REQUIRED ACTIONS:
a) In the UNM grad salary post below, turn the paragraph that begins "As a publicly funded institution" into a short list that keeps its main facts.
b) In one to three sentences, explain why the writer of the UNM grad salary post below counted only five job categories as graduate positions and left out others such as "student technical specialist."
c) From the UNM grad salary post below, copy the text between "As a grad student" and "together some comparisons.", inclusive.

══ EXERCISE TEXT ══

As a grad student I often wondered how salaries varied across and within departments. As it turns out, student salary data exists for the curious. With a little digital elbow grease I was able to put together some comparisons.
As a publicly funded institution, the University of New Mexico is required to disclose its employees' salaries. Up until 2012, this data was only made available as a book on reserve in the library. UNM now has a portal website, though they do not provide student data. In January, 2011 someone decided to check out the UNM salary book, scan it to PDF and post it online. While searching for a colleague's webpage, I stumbled upon it. After some wrangling with the raw scan data, I plugged it in to my trusty Python console and started looking around.
You might first ask, why do we care about the salary data? Don't all grad students get paid the same thing? My understanding is that this is true for many universities (possibly the result of graduate employee unions??). UNM, however, doesn't work that way. UNM has a policy that goes something like this: teaching assistants (TA's) must be paid a minimum per FTE salary set by the university, as they are funded directly by the university; other graduate positions are paid per departmental policies. It gets more complicated in that departments can have very different policies. Some departments are like Computer Science, in which all graduates are paid the same, regardless of position or experience (more on this later). Other departments have some sort of pay schedule based on position and/or experience. And other departments are like Physics and Astronomy, which pays TA's according to the university guidelines, but allows professors or groups to decide how to pay grad students. What this all means is that grad student salaries vary widely.
In the first plot you can see the distribution of all grad student salaries. I only counted five categories as (unambiguous) graduate positions: teaching assistant, teaching associate, graduate assistant (a.k.a. grading assistant), research assistant, and project assistant. There are some other categories, such as "student technical specialist", but it's unclear what portion of those are grad students versus undergrads. As you can see in the distribution of salaries, there is a somewhat underlying Gaussian distribution (i.e. bell curve), with some spikes at certain points. I'm going to guess that these are due to minimum and standard pay rates (the lower spike possibly being for half-time positions).
In the second plot we can see how different types of graduate positions compare. Only RA's and TA's have median salaries about the median salary for all graduate positions (the green line). The plot, by the way, shows box plots, with the red line marking the median salary, the blue box showing the range from 25th-75th percentile salaries, and the dashed lines extending to the maximum and minimum salaries (excluding outliers). It looks like you want to be an RA to make the big bucks, on average...
The third plot shows salaries for departments with more than twenty grad students on payroll. For these "large" departments, it seems that the median-above-median departments tend to be engaged in science and engineering (i.e. above the green line). Besides the variation in departmental salary medians, it's also interesting to see the difference in intradepartmental variation (e.g. Biomedical sciences versus Physics or ECE). Back to my original comment about the CS department having a fixed salary for everyone. The plot above seems to indicate otherwise. Well, if you look at the CS numbers, you see that everyone got paid one of two salaries: $21,360 or $42,720(!).
If you were curious like me, I hope I've given you a little more insight into the grad student compensation at UNM (at least from January 2011).

═══
══ DATA SECTION ══

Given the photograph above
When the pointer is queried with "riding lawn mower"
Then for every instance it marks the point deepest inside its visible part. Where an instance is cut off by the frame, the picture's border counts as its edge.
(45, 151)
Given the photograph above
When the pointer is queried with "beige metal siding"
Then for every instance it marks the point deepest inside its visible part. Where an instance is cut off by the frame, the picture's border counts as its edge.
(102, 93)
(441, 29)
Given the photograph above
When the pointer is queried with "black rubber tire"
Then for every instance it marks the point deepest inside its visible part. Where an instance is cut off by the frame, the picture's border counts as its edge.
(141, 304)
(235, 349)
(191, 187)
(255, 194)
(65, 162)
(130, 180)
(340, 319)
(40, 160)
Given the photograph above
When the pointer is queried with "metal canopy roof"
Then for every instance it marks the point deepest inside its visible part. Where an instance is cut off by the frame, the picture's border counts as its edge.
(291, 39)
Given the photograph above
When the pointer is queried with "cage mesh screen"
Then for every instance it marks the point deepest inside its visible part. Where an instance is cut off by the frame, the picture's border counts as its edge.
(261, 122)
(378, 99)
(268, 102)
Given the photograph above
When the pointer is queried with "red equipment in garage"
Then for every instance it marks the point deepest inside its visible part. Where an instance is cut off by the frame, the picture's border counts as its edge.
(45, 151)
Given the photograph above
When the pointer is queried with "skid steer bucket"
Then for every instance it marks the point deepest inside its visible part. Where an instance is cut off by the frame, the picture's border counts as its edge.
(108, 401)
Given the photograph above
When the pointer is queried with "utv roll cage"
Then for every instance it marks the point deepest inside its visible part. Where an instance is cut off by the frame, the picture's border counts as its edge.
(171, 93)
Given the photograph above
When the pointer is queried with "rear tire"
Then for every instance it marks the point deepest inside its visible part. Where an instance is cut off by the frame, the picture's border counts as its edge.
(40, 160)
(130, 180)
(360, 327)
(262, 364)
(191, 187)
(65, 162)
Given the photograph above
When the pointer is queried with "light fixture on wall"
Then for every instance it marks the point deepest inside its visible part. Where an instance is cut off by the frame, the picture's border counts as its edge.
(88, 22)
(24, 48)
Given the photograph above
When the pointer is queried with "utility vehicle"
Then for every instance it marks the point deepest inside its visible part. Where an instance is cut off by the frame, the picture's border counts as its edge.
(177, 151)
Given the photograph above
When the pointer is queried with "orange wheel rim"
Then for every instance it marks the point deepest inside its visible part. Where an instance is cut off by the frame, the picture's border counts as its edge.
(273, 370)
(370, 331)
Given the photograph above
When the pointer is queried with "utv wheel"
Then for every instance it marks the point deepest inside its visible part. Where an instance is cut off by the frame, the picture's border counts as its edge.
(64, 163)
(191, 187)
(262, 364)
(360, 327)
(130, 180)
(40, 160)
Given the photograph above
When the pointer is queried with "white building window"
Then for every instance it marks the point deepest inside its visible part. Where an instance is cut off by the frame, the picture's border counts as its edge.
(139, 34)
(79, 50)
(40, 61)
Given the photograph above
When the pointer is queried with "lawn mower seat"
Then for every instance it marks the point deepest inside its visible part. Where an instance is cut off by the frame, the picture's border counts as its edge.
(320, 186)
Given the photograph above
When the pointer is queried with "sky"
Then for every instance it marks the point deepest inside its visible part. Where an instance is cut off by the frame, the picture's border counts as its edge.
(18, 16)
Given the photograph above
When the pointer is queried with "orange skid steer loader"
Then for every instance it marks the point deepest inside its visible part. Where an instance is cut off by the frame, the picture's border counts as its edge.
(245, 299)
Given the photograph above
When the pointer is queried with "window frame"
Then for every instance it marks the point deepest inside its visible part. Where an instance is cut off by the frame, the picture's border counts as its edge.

═══

ANSWERS BY TASK:
a)
- As a publicly funded institution, UNM must disclose its employees' salaries.
- Until 2012, the data was only available as a book on reserve in the library.
- UNM now has a portal website, but it does not include student data.
- In January 2011, someone scanned the salary book to PDF and posted it online.
- The writer found it while searching for a colleague's webpage, cleaned up the raw scan data, and explored it in a Python console.

b) The five categories were unambiguous graduate positions. For other categories such as "student technical specialist," it was unclear what portion were grad students and what portion were undergrads.

c)
As a grad student I often wondered how salaries varied across and within departments. As it turns out, student salary data exists for the curious. With a little digital elbow grease I was able to put together some comparisons.